Entries for labeling with bounding boxes

--------

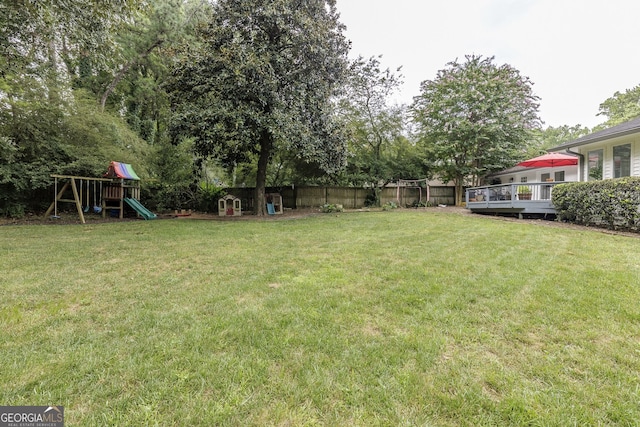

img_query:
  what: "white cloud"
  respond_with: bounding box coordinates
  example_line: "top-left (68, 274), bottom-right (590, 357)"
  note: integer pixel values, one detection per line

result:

--------

Exercise goal — Put every line of the entries above into a JSON list of strings, one string per line, and skip the blank lines. Leave the pictures out.

Complete response —
[
  "img_query:",
  "  what: \"white cloud\"",
  "  respond_with: bounding box coordinates",
  "  example_line: \"top-left (68, 274), bottom-right (590, 357)\"",
  "  note: integer pixel values, one detection per line",
  "result:"
]